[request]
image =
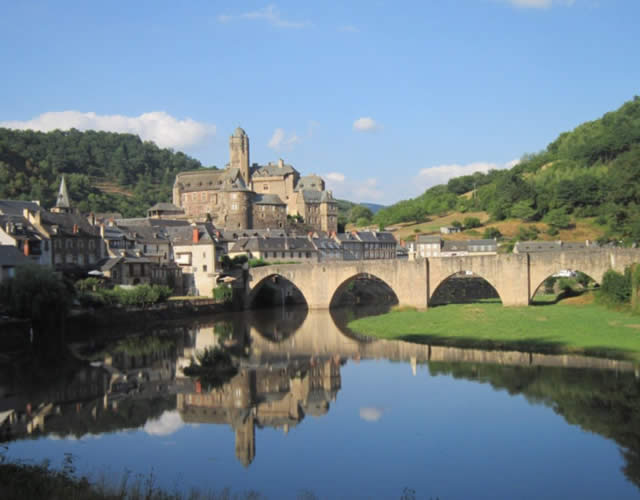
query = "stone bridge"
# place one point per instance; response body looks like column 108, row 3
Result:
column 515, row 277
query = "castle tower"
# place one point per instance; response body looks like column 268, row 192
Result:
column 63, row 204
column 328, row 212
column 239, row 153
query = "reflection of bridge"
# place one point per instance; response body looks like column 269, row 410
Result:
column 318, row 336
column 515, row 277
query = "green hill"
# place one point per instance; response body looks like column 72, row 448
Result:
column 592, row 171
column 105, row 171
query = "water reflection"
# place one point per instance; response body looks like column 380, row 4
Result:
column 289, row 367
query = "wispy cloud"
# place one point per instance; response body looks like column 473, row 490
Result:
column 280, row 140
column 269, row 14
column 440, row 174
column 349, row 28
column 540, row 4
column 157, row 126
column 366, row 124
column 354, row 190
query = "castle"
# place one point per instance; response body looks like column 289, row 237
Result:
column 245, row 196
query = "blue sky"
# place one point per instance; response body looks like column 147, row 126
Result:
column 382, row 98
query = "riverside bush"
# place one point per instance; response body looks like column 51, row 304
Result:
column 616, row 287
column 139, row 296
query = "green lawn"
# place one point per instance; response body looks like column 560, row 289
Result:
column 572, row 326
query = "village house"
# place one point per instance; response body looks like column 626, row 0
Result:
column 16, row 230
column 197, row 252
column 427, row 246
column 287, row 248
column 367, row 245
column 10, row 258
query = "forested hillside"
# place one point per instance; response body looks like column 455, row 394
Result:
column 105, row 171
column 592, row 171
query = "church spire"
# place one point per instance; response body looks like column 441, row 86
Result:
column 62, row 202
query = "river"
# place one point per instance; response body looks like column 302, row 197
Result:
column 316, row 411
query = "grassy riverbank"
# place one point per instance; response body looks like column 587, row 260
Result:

++++++++

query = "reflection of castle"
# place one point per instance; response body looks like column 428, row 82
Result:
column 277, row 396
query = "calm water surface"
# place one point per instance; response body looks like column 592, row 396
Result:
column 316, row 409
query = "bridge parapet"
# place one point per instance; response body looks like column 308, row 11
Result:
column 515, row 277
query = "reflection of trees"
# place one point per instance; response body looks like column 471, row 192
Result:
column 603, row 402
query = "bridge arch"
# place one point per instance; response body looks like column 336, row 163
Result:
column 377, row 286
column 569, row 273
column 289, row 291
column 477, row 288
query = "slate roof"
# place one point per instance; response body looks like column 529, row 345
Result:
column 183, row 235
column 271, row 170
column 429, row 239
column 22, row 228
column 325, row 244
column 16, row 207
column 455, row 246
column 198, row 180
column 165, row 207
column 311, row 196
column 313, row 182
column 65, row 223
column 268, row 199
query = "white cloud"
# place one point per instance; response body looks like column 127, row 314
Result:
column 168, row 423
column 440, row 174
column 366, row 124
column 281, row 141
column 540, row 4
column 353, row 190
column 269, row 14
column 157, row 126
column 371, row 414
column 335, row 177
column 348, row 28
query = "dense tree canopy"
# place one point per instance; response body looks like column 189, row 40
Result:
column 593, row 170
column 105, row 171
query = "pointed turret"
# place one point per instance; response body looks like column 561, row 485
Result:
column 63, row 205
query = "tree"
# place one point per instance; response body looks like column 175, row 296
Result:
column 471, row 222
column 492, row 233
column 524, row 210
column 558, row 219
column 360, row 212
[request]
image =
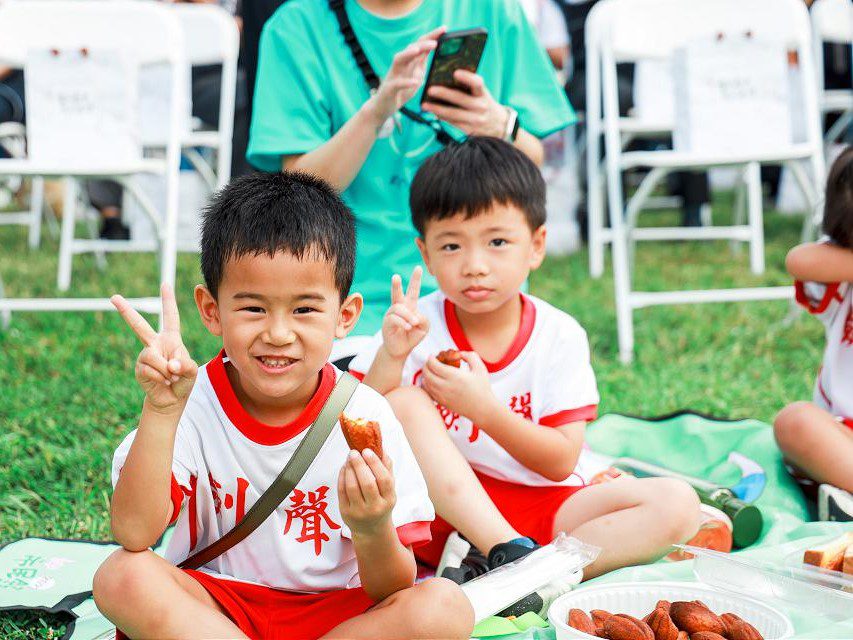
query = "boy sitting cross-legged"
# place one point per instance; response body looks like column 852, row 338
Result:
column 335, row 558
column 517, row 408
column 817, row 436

++++++++

> _WORK REQUEST_
In the records above, which lines hold the string "cloud"? Copy each one.

> _PROBLEM SOLUTION_
query = "wispy cloud"
query = "white cloud"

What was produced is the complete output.